GST polymorphisms and breast cancer risk. A few previous studies (Helzlsouer et al. 1998; van der Hel et al. 2005) including our own have found that individual polymorphisms in GSTA1 (Ahn et al. 2006), GSTM1 null (Helzlsouer et al. 1998; Spurdle et al. 2007), and GSTT1 null (van der Hel et al. 2005) and GSTP1 (heterozygote or homozygote valine) (Helzlsouer et al. 1998) are modestly associated with breast cancer, although others have reported no association with GSTT1 (Garcia-Closas et al. 1999; Helzisouer et al, 1998; Vogl et al. 2004), GSTP1 (Vogl et al. 2004), or GSTM1 (Ambrosone et al. 1995; Garcia-Closas et al. 1999; Vogl et al. 2004). Effects of multiple combinations of GST polymorphisms on breast cancer risk have previously been conducted in smaller studies, with conflicting findings (Helzisouer et al. 1998; Steck et al. 2007b; van der Hel et al. 2005; Vogl et al. 2004). Combined effect of all three GSTT1, GSTM1, and GSTP1 variants have been reported to have greater than a 3-fold increase in breast cancer risk compared with women with the common genotype for all three polymorphisms (Helzisouer et al. 1998; Steck et al. 2007b). In this analysis, in which we considered the combined effects of the GSTT1, -MI, -P1, and -A1 variants that are coded based on their PAH-related biologic activity (rather than for their isothiocyanaterelated activity), we did not find a significant association between the number of variant GST alleles and breast cancer risk.

DATA
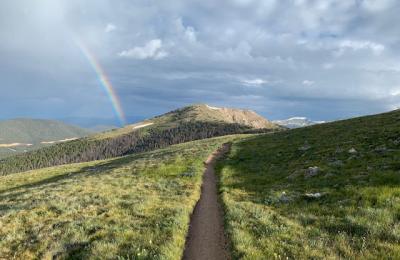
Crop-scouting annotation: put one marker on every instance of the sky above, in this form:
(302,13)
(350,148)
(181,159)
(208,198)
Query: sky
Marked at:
(322,59)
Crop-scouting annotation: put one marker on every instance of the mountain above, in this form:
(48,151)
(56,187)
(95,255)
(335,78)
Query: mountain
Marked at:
(316,192)
(21,135)
(182,125)
(296,122)
(328,191)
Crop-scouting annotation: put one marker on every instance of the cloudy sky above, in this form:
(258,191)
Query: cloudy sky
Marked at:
(324,59)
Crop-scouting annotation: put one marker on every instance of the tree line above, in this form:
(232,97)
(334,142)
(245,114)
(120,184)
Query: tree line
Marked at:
(87,149)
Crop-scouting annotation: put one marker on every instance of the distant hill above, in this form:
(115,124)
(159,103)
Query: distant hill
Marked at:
(182,125)
(336,183)
(21,135)
(296,122)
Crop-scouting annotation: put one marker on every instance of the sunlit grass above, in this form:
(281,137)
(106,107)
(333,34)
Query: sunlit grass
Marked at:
(357,216)
(135,207)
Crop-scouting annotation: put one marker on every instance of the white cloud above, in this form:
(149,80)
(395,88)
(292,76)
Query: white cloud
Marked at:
(377,5)
(328,66)
(376,48)
(253,82)
(308,82)
(110,27)
(152,50)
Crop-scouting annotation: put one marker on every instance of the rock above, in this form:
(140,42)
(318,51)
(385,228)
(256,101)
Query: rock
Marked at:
(312,171)
(294,175)
(353,151)
(313,195)
(305,147)
(381,149)
(284,198)
(337,163)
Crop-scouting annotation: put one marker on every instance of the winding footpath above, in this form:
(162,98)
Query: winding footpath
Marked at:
(206,239)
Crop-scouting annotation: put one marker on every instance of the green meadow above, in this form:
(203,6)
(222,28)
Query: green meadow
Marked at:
(133,207)
(347,207)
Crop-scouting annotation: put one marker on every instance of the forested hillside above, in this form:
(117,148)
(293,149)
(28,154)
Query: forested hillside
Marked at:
(89,149)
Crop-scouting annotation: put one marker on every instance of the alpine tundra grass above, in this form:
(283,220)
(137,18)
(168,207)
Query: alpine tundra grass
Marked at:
(134,207)
(330,191)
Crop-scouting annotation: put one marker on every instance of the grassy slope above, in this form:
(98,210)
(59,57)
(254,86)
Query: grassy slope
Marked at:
(35,131)
(200,112)
(134,207)
(358,215)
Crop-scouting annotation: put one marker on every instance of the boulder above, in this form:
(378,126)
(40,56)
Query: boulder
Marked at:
(312,171)
(353,151)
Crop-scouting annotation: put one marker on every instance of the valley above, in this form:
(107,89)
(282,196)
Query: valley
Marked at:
(325,191)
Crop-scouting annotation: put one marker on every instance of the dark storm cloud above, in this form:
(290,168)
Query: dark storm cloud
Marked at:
(323,59)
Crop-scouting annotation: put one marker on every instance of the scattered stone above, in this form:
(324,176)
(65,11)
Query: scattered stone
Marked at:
(339,150)
(305,147)
(294,175)
(313,195)
(187,174)
(329,175)
(353,151)
(284,198)
(312,171)
(381,149)
(337,163)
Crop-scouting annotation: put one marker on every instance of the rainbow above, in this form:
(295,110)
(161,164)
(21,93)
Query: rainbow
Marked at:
(104,81)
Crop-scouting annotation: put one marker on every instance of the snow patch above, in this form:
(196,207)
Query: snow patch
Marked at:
(14,145)
(213,108)
(59,141)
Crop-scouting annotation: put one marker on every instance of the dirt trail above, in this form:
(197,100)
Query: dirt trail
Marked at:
(206,239)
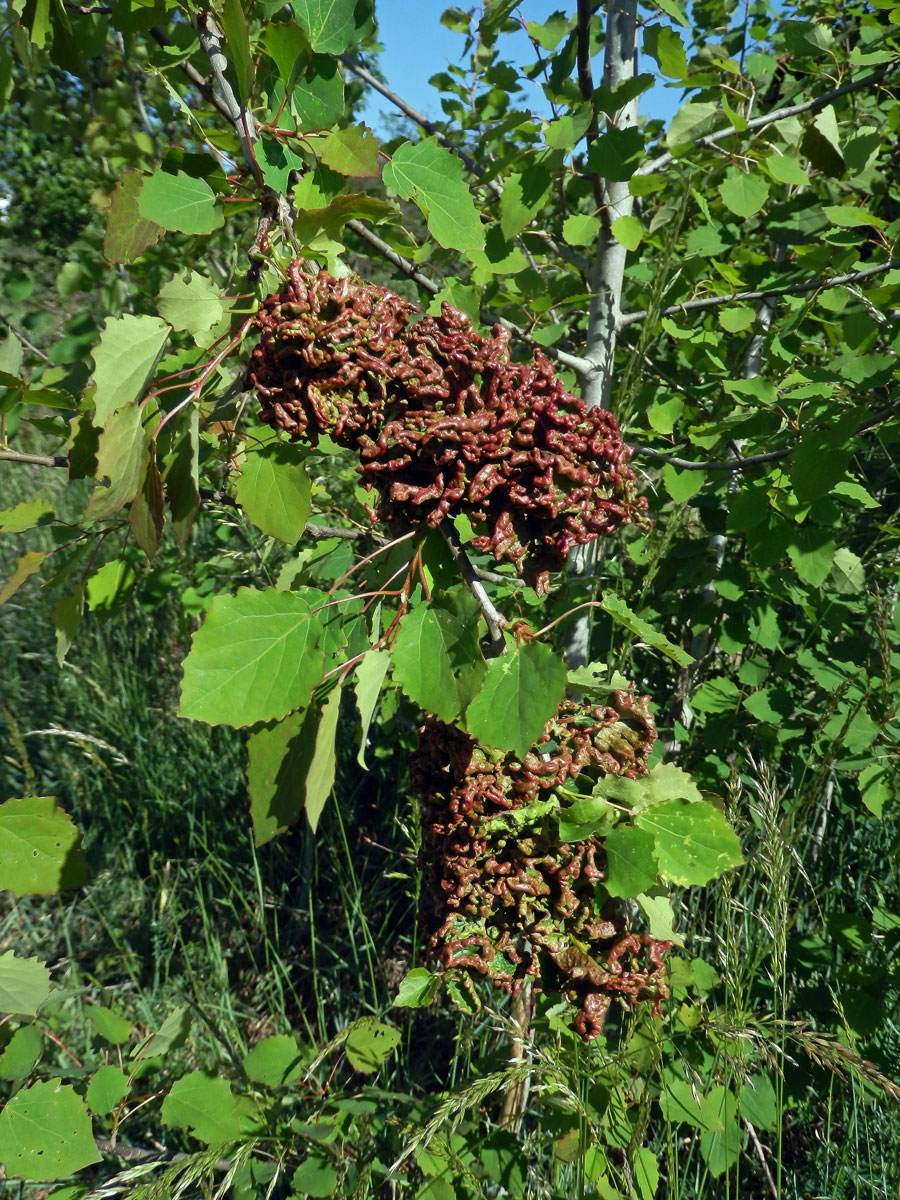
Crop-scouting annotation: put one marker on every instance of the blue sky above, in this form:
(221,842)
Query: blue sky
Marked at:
(417,46)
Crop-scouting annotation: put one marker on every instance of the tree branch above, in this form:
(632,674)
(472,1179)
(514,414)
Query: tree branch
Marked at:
(631,318)
(610,264)
(778,114)
(241,118)
(496,622)
(581,366)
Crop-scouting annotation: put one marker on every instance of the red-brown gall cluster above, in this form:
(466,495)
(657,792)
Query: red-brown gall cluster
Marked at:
(511,900)
(443,421)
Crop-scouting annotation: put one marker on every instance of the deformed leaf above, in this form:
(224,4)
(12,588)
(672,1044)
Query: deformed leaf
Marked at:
(40,847)
(24,985)
(520,694)
(694,843)
(256,658)
(431,175)
(46,1133)
(274,491)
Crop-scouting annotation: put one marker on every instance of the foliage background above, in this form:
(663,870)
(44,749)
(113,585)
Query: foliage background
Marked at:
(779,577)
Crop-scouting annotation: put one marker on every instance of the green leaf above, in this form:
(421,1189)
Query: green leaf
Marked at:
(274,491)
(520,694)
(67,615)
(616,155)
(321,777)
(627,231)
(328,222)
(786,169)
(745,390)
(120,459)
(821,143)
(191,303)
(737,318)
(289,49)
(437,659)
(205,1105)
(331,25)
(280,757)
(743,193)
(113,1029)
(621,612)
(759,1103)
(171,1036)
(431,175)
(370,678)
(28,565)
(665,45)
(180,203)
(876,787)
(631,867)
(682,485)
(46,1133)
(25,516)
(564,132)
(22,1053)
(694,843)
(691,121)
(108,1086)
(238,45)
(370,1043)
(315,1177)
(418,989)
(125,360)
(275,1061)
(352,151)
(255,659)
(580,229)
(109,587)
(811,552)
(24,984)
(40,847)
(318,94)
(717,695)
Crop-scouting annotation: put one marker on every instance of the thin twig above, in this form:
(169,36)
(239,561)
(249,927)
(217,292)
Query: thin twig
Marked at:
(761,1156)
(581,366)
(833,281)
(496,622)
(779,114)
(21,337)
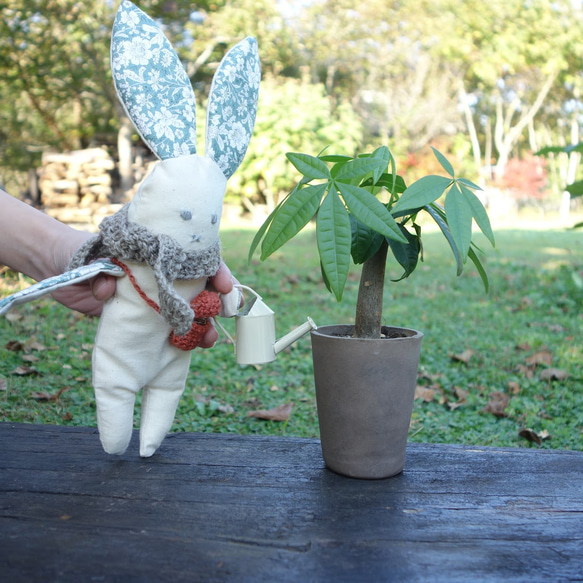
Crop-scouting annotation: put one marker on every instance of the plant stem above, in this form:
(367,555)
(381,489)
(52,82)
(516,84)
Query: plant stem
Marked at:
(369,306)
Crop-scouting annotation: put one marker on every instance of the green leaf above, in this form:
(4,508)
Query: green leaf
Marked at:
(335,158)
(406,255)
(262,230)
(444,162)
(365,241)
(438,216)
(469,183)
(334,238)
(479,213)
(575,189)
(370,211)
(359,168)
(384,154)
(422,192)
(293,215)
(483,275)
(395,185)
(459,218)
(310,166)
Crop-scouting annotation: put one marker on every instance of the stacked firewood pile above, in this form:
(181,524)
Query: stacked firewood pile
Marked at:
(77,187)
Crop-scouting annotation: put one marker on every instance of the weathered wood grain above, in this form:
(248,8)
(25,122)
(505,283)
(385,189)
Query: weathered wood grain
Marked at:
(234,508)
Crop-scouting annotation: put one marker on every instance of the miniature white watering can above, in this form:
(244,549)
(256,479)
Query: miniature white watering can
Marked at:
(254,323)
(255,341)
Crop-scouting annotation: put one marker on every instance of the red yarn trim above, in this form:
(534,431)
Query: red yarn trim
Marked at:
(206,305)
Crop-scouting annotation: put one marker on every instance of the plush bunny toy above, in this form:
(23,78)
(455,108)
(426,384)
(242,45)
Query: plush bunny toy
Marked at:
(167,238)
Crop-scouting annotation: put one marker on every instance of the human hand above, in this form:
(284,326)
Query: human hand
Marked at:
(86,297)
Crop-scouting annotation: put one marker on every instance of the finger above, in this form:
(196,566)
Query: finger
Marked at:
(209,339)
(223,280)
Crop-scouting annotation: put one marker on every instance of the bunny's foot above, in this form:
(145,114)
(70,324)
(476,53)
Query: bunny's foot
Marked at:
(115,417)
(158,409)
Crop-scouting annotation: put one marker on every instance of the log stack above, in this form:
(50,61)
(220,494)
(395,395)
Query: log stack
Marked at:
(77,186)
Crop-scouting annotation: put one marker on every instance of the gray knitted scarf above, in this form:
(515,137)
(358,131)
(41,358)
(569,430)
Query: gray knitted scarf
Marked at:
(124,240)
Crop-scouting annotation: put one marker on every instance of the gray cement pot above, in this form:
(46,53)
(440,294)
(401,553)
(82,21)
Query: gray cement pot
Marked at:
(364,391)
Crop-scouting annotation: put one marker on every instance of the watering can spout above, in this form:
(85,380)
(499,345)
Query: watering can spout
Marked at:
(294,335)
(255,333)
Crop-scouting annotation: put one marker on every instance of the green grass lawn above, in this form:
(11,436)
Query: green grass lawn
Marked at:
(491,365)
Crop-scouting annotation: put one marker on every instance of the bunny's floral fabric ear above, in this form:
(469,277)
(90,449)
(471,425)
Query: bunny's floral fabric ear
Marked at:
(152,84)
(232,106)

ASSIGNED TASK
Continue the passage on GST polymorphisms and breast cancer risk from the point where it stops.

RESPONSE TO THE TASK
GST polymorphisms, PAHs, and breast cancer. Previous studies have differed on whether GST polymorphisms modify the association between cigarette smoking and breast cancer risk (Millikan et al. 2000; Terry and Goodman 2006; van der Hel et al. 2005; Vogl et al. 2004; Zheng et al. 2002). Smaller studies have reported that smoking did not modify associations between GSTT1 (Vogl et al. 2004), GSTM1 (van der Hel et al. 2005; Vogl et al. 2004), or GSTP1 polymorphisms (Vogl et al. 2004) and breast cancer, whereas former smokers with GSTT1 null were found to have an increased risk of breast cancer compared with never smokers with GSTT1 present (van der Hel et al. 2005). For example, one recent breast cancer meta-analysis reported no interaction between individual GST polymorphisms and smoking, whereas another meta-analysis reported positive associations between breast cancer risk and GSTT1 present and GSTM1 null genotypes among smokers (Terry and Goodman 2006; Vogl et al. 2004). In contrast, we observed an increased risk of breast cancer with three or more variant GST alleles in a previous analysis (Steck et al. 2007b), but no increased risk with number of variant alleles as defined by low PAH-metabolizing activity, and no evidence of gene-environment interaction with PAH exposure. Our present findings are unique in that we investigated four GST polymorphisms simultaneously in a single large study.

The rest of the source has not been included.